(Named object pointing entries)
********************
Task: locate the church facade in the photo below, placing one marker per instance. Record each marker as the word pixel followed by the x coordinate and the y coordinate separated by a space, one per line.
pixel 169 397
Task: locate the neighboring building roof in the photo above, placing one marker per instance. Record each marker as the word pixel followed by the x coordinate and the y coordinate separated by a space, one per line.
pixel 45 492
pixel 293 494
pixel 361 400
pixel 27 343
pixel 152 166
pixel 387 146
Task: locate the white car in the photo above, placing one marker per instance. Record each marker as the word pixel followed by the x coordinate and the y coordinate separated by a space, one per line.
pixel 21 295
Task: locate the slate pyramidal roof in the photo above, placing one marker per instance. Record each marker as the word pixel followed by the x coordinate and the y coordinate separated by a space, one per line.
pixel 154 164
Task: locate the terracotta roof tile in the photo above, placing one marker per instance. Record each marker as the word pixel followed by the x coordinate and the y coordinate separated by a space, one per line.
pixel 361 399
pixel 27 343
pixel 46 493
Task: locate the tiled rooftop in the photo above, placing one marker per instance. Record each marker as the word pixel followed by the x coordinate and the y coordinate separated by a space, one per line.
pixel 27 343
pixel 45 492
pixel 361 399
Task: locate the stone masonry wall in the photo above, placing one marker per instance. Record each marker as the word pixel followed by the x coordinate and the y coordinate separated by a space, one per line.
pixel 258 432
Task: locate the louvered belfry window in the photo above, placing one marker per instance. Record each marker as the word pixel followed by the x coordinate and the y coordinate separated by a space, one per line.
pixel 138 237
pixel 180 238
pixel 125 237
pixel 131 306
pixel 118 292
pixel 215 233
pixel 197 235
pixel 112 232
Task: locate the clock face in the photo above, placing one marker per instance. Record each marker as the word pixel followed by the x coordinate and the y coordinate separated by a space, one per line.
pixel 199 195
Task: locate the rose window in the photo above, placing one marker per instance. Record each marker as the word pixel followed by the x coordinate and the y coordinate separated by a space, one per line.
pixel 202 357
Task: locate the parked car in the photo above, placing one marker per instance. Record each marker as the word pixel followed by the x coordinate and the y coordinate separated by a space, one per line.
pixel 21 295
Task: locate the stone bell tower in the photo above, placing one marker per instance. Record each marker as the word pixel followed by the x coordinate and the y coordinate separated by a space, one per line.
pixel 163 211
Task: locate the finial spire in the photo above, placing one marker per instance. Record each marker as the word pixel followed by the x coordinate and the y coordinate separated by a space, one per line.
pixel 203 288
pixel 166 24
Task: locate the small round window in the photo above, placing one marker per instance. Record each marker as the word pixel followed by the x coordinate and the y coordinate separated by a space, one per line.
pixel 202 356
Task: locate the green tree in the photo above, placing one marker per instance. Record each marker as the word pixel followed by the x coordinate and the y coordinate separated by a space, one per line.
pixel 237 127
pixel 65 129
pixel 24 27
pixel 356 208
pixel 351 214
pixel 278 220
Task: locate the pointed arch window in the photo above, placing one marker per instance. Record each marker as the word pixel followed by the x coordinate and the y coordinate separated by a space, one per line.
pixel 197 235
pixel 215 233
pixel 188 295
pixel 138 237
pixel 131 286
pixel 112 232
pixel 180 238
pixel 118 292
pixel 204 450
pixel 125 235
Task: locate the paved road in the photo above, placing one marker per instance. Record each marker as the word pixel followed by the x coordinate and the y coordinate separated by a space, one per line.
********************
### TASK TO COMPLETE
Output, character for character, the part of the records that opens with the line containing "Task: locate the finial" and closes with the line containing "pixel 278 220", both of those lines included.

### WRITTEN ANSWER
Task: locate the finial spire in the photo above, placing one marker per instance. Record each marker as the word pixel followed by the x coordinate and the y coordinate separated by a space, one per line.
pixel 203 288
pixel 166 24
Task: locate the small round window in the photo above, placing one marker per instance. Record each marker as the word pixel followed by the x coordinate and the y coordinate separated by a space, one per line.
pixel 202 356
Task: locate the green tree in the photo above, placing one marker per instance. Record each marker as the word pixel followed by the x coordinate and the y coordinate separated by a space, one per line.
pixel 237 127
pixel 65 129
pixel 24 27
pixel 356 208
pixel 351 214
pixel 278 220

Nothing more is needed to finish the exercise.